-- DOCUMENT PASSAGE --
☆ ☆ ☆ ☆
Tenley Nora Molzahn Leopold ( Molzahn; born May 19, 1984) is an American dancer and television personality known for her appearances as a cast member on three ABC reality shows, The Bachelor: On the Wings of Love (2010), Bachelor Pad (2010), and Bachelor in Paradise (2015).

==Dancing==
In 2002, Molzahn moved to Los Angeles to audition for Walt Disney Productions. For the next six years, Molzahn danced and performed in Disney in Anaheim and Japan, taking the lead role of Ariel in Tokyo Disney’s ‘Under the Sea’ tour for nine months.

==Television==
Molzahn's work in television began when she was selected as a cast member on ABC's reality show The Bachelor series which first aired on January 4, 2010. The show placed her with twenty-four other women all contending for the affection of pilot Jake Pavelka. She was the last one eliminated by Pavelka.
☆ ☆ ☆ ☆
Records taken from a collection
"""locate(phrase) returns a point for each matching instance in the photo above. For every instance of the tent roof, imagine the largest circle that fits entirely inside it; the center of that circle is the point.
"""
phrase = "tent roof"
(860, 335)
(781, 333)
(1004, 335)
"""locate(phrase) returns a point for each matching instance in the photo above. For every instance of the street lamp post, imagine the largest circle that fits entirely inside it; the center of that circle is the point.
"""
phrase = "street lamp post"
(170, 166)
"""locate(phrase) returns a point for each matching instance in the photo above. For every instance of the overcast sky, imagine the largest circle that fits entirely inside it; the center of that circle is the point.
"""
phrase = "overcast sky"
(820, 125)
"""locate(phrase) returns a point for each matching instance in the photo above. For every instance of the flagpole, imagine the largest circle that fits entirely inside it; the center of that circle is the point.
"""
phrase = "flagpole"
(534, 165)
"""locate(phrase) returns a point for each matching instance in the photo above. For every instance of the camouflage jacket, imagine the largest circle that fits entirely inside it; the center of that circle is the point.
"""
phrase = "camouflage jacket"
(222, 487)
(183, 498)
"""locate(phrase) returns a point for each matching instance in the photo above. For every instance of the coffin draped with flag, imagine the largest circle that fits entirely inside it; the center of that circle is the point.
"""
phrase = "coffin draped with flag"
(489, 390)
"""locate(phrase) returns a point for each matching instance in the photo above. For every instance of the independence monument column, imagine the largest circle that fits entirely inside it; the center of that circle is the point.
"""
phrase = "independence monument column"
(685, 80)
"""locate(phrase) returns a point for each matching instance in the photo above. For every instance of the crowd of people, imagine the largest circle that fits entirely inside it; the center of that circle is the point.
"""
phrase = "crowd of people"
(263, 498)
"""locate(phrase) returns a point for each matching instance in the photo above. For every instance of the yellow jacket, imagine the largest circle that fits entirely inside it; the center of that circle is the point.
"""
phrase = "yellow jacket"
☆ ☆ ☆ ☆
Write a continuation of the biography of Tenley Molzahn, starting after its last sentence. The records have no connection to the text about Tenley Molzahn.

Afterwards, Molzahn joined the cast of Bachelor Pad, the ABC dating-based competition reality TV show in which former contestants from The Bachelor and The Bachelorette compete and play games for a chance at a $250,000 cash prize. The show premiered August 9, 2010 on ABC.

==Personal life==
Prior to appearing on The Bachelor, Molzahn had been married to Ryan Natividad. They divorced in 2009.

On January 12, 2018, Molzahn became engaged to Taylor Leopold, whom she had been dating for two years. They were married on April 27, 2018.
They have two children, born in September 2020 and May 2024.